▶ _Passage to read_

Democratic primary field for PA governor narrows
Former State Auditor General, Jack Wagner dropped out of the race for the Democratic nomination for governor, narrowing the field to four candidates. Wagner, the only candidate from western Pennsylvania, was initially confident in his Pittsburgh ties and moderate platform. However, the financial implications of his decision to enter the race in late February soon set in. “So many people were either committed to other candidates or sitting this race out,” he said. Wagner joins John Hanger and Allentown Mayor Ed Pawlowski on the list of candidates who have dropped out of the primary. Wagner has stated he does not plan to endorse any of the remaining candidates. Wednesday was the deadline for candidates to withdrawal their names from the May 20th ballot, setting the field of contestants. Still standing are former Secretary of Revenue Tom Wolf, Congresswoman Allyson Schwartz, state treasurer Rob McCord, and former state Environmental Protection Agency secretary Katie McGinty.

Source data:
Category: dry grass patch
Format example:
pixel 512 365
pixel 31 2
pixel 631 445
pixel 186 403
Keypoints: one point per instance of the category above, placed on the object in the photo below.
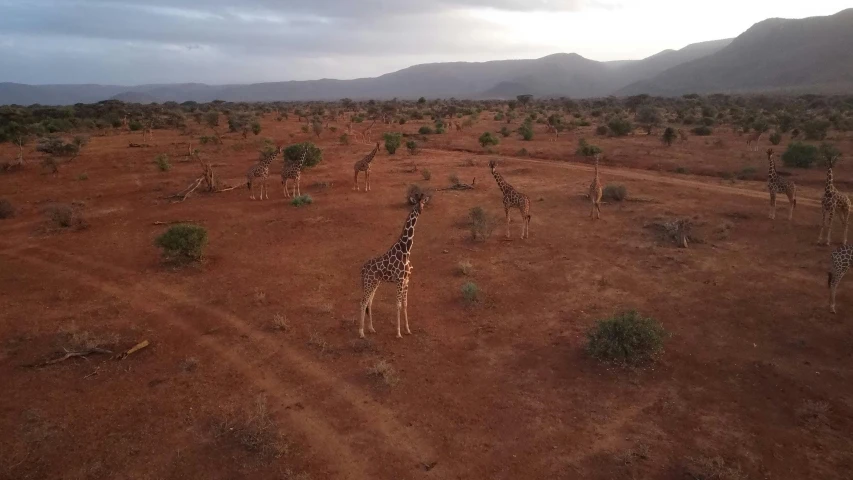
pixel 384 372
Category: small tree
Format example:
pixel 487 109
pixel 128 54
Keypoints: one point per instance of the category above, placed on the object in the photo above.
pixel 487 139
pixel 620 127
pixel 800 155
pixel 649 117
pixel 526 131
pixel 669 136
pixel 293 153
pixel 587 150
pixel 183 243
pixel 393 140
pixel 626 339
pixel 412 147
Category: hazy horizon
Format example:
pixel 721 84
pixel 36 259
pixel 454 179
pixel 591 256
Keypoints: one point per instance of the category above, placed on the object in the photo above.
pixel 125 42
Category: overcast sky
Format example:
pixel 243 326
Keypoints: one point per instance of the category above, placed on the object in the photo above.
pixel 220 41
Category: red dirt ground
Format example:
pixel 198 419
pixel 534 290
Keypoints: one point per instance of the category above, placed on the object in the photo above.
pixel 755 381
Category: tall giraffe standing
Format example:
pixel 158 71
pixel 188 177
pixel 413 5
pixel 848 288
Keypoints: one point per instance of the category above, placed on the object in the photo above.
pixel 775 185
pixel 293 171
pixel 752 141
pixel 595 192
pixel 363 165
pixel 842 258
pixel 393 266
pixel 261 170
pixel 513 198
pixel 831 200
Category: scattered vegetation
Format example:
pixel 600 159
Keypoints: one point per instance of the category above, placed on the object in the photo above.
pixel 392 141
pixel 302 200
pixel 183 243
pixel 626 338
pixel 614 193
pixel 800 155
pixel 487 139
pixel 587 150
pixel 293 153
pixel 384 372
pixel 162 162
pixel 68 216
pixel 481 224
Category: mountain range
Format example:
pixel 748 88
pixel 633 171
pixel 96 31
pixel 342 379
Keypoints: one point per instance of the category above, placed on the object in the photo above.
pixel 782 55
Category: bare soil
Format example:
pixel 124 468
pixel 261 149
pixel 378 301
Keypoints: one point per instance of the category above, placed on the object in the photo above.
pixel 254 368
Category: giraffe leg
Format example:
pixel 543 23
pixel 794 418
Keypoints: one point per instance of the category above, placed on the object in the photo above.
pixel 772 205
pixel 506 211
pixel 829 226
pixel 368 291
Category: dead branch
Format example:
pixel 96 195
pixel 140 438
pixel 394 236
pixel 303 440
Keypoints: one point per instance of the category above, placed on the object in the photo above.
pixel 134 349
pixel 68 355
pixel 461 186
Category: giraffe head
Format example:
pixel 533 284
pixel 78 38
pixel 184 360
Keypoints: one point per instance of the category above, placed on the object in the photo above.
pixel 419 200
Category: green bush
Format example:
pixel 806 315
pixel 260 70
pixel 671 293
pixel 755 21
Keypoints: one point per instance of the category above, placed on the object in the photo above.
pixel 470 292
pixel 481 223
pixel 775 138
pixel 302 200
pixel 800 155
pixel 587 150
pixel 816 129
pixel 294 152
pixel 162 161
pixel 526 131
pixel 620 127
pixel 393 140
pixel 616 193
pixel 183 242
pixel 669 136
pixel 626 339
pixel 412 147
pixel 487 139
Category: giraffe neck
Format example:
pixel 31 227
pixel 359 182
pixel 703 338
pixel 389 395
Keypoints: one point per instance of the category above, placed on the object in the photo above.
pixel 501 183
pixel 407 237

▶ _Directions_
Do the following statements agree with the passage on the Democratic primary for Pennsylvania governor? For each one, answer yes or no and quote the words from the passage that decide it.
(a) Wagner was the only candidate in the race from western Pennsylvania.
(b) Wagner endorsed one of the candidates still in the race.
(c) After Wagner left, five candidates remained in the field.

▶ _The completed task_
(a) Yes: "Wagner, the only candidate from western Pennsylvania"
(b) No: "Wagner has stated he does not plan to endorse any of the remaining candidates."
(c) No: "narrowing the field to four candidates"